▶ [TASKS]:
**a.** According to the asset protection newsletter, why is an offshore trust needed even when a family limited partnership is used? Answer in one to three sentences.
**b.** In the asset protection newsletter, how many recent California cases are said to have seen partnership protection pierced?
**c.** From the asset protection newsletter, reproduce the text between "For example, a" and "are discussed below.", inclusive.

Volume I, Number 4 – November 1992
COMMONLY ASKED QUESTIONS ABOUT ASSET PROTECTION
What People Want To Know – Part Two
This is the second of two issues devoted to commonly asked questions about asset protection. Among the questions addressed last month were those relating to the significant protection afforded through the use of the family limited partnership. Continuing where we left off —
SHOULD THE LIMITED PARTNERSHIP OWN ALL TYPES OF ASSETS?
No. A partnership should not own certain types of property.
For example, a subchapter S election would be lost if S corporation stock were transferred to a partnership. Similarly, the home mortgage interest deduction would be lost if property eligible for that deduction were owned by the partnership. Protection techniques for these types of assets are discussed below.
WHY DO I NEED AN OFFSHORE TRUST IN VIEW OF THE PROTECTION AFFORDED BY THE LIMITED PARTNERSHIP?
As mentioned in the above question, certain assets should not be owned by the limited partnership; nonetheless, they still need to be protected. These assets can, however, be directly owned by a properly structured offshore trust. In addition, although a significant degree of protection is available through the use of the family limited partnership, we can never predict how a local court or jury will act. Sometimes a “result oriented” judge or jury will ignore the statute limiting the creditor’s rights against a partner in a limited partnership, and somehow pierce the partnership protection; this happened in two recent California cases. However, significant additional protection is available through the use of an offshore trust as the limited partner in the family limited partnership.
If there is concern that an unrelenting creditor may convince a result oriented judge or jury to pierce the partnership, then the trust, as a limited partner, will cause the liquidation of the partnership and move the assets offshore – beyond the jurisdiction of a U.S. court. Where the trust is subject to the laws of an appropriate foreign jurisdiction, the creditor’s U.S. judgment will be worthless, and if he is adamant enough (and has the financial means) to attempt to pursue the trust assets, he would have to begin his lawsuit all over again in the foreign country — with one of its lawyers (who, under their law, will not be permitted to take the case on a contingency basis). These geographical, financial, and procedural impediments to reaching the foreign trust will impact significantly on a creditor’s decision to chase assets.
WHY CAN’T I JUST HIDE MY MONEY IN A SWISS ACCOUNT?

▶ [SOURCE MATERIAL]:
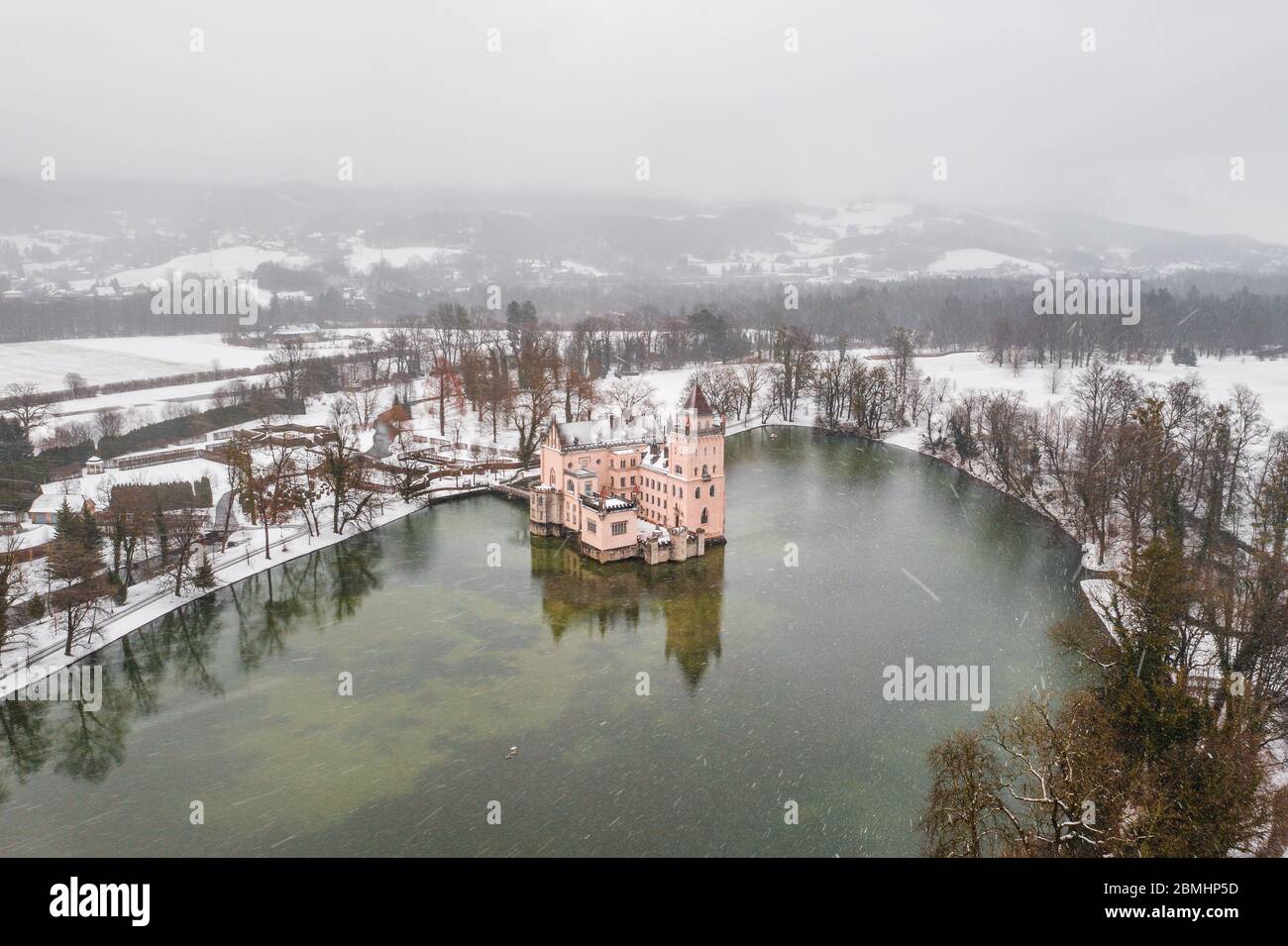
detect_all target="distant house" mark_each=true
[273,322,322,341]
[27,493,94,525]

▶ [RESULTS IN ORDER]:
**a.** Some assets, such as S corporation stock or property that qualifies for the home mortgage interest deduction, shouldn't be owned by the partnership but still need protection, and a properly structured offshore trust can own them directly. Also, a "result oriented" judge or jury may ignore the statute limiting creditors' rights and pierce the partnership. Using an offshore trust as the limited partner adds significant protection against that.

**b.** Two.

**c.**
For example, a subchapter S election would be lost if S corporation stock were transferred to a partnership. Similarly, the home mortgage interest deduction would be lost if property eligible for that deduction were owned by the partnership. Protection techniques for these types of assets are discussed below.